• _What is expected_: Could you return every record below without changing a word?

========================

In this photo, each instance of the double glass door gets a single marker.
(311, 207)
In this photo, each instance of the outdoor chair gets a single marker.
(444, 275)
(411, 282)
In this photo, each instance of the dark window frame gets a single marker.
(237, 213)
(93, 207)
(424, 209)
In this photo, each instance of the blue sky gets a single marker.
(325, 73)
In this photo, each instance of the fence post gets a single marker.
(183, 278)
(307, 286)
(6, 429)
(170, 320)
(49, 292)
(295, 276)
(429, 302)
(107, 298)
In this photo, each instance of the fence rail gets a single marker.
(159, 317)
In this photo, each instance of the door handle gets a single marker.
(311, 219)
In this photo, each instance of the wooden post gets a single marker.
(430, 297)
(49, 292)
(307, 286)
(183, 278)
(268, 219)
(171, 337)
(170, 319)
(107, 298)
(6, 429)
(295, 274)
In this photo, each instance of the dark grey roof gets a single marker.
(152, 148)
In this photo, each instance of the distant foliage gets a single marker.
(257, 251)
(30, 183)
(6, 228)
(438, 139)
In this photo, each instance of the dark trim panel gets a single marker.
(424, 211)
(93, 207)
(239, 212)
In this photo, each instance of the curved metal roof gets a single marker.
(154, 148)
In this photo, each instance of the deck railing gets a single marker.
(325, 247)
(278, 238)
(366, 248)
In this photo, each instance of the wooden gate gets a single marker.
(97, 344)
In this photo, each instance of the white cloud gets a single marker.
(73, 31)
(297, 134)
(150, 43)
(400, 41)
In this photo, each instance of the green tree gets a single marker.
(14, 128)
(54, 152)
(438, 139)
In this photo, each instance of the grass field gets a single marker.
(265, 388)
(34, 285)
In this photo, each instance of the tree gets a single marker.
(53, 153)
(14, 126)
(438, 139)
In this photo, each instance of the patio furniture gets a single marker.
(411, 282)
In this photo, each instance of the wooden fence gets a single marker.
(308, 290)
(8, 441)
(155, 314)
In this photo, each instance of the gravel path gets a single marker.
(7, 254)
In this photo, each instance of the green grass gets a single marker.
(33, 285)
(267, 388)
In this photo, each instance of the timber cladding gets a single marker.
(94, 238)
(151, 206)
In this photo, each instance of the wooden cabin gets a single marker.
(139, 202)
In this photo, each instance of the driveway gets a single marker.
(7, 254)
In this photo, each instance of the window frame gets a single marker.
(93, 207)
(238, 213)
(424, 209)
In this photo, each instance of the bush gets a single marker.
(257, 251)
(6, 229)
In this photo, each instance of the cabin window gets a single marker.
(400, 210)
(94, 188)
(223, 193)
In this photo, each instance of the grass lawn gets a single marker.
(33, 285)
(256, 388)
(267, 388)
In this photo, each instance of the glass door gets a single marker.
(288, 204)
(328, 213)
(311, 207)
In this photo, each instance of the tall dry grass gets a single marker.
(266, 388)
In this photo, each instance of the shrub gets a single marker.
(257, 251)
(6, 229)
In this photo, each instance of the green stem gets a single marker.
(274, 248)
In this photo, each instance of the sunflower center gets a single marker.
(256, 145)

========================

• _Exercise result_:
In this photo, each instance of the double glass door gets a single marker.
(311, 207)
In this photo, each instance of the outdoor chair gets a single marker.
(444, 275)
(411, 282)
In this photo, each instance of the dark window frame gets a single marker.
(237, 213)
(93, 207)
(424, 209)
In this photo, each instance of the blue sky gets a single marker.
(325, 73)
In this photo, each instance of the fence post gets a single marker.
(183, 278)
(307, 286)
(6, 429)
(170, 320)
(49, 292)
(295, 276)
(429, 302)
(107, 298)
In this photo, each instance of the fence rail gets a single marker.
(159, 317)
In this photo, each instance of the door handle gets a single marker.
(311, 219)
In this photo, each instance of the wooden post gets a single marker.
(430, 297)
(49, 292)
(307, 286)
(183, 278)
(268, 219)
(171, 337)
(170, 319)
(107, 298)
(6, 429)
(295, 274)
In this photo, each instance of the dark grey roof gets a single marker.
(152, 148)
In this photo, each instance of the distant foliage gets a single marker.
(257, 251)
(30, 183)
(6, 228)
(438, 139)
In this photo, each instance of the dark trim panel gets a single marker.
(424, 211)
(93, 207)
(239, 212)
In this photo, each instance of the curved metal roof gets a single marker.
(154, 148)
In this photo, each instance of the deck railing gets a single marker.
(325, 247)
(278, 238)
(366, 248)
In this photo, each instance of the wooden gate gets a single marker.
(97, 344)
In this photo, each instance of the white cloud gets a single marker.
(73, 31)
(297, 134)
(150, 43)
(400, 41)
In this photo, each instance of the green tree gets a single marker.
(14, 128)
(54, 152)
(438, 139)
In this photo, each instance of the grass field gets a single marker.
(265, 388)
(34, 285)
In this photo, each instance of the tree gets a single marker.
(53, 153)
(14, 126)
(438, 139)
In this photo, each instance of the patio furniture gets a single marker.
(411, 282)
In this photo, each instance of the wooden fence gets a single marker.
(308, 290)
(8, 441)
(155, 314)
In this photo, each instance of the gravel path gets a single marker.
(7, 254)
In this photo, each instance of the green grass gets a single marker.
(33, 285)
(267, 388)
In this photo, each instance of the timber cladding gets a single marker.
(94, 238)
(151, 206)
In this photo, each instance of the wooden cabin gets a single marker.
(139, 202)
In this photo, each instance of the driveway gets a single marker.
(7, 254)
In this photo, each instance of the window frame gets a single marker.
(93, 207)
(238, 213)
(424, 209)
In this photo, each instance of the bush gets a single marker.
(257, 251)
(6, 229)
In this photo, each instance of the cabin window gets a single marker.
(400, 210)
(94, 188)
(223, 193)
In this photo, each instance of the grass lawn gets a single marker.
(33, 285)
(256, 388)
(267, 388)
In this photo, each instance of the glass door gets a single marker.
(288, 204)
(328, 213)
(311, 207)
In this photo, each instance of the tall dry grass gets a single marker.
(266, 388)
In this photo, each instance of the shrub gets a single marker.
(257, 251)
(6, 229)
In this photo, each instance of the green stem gets a single marker.
(274, 248)
In this photo, each instance of the sunflower center gets a single marker.
(256, 145)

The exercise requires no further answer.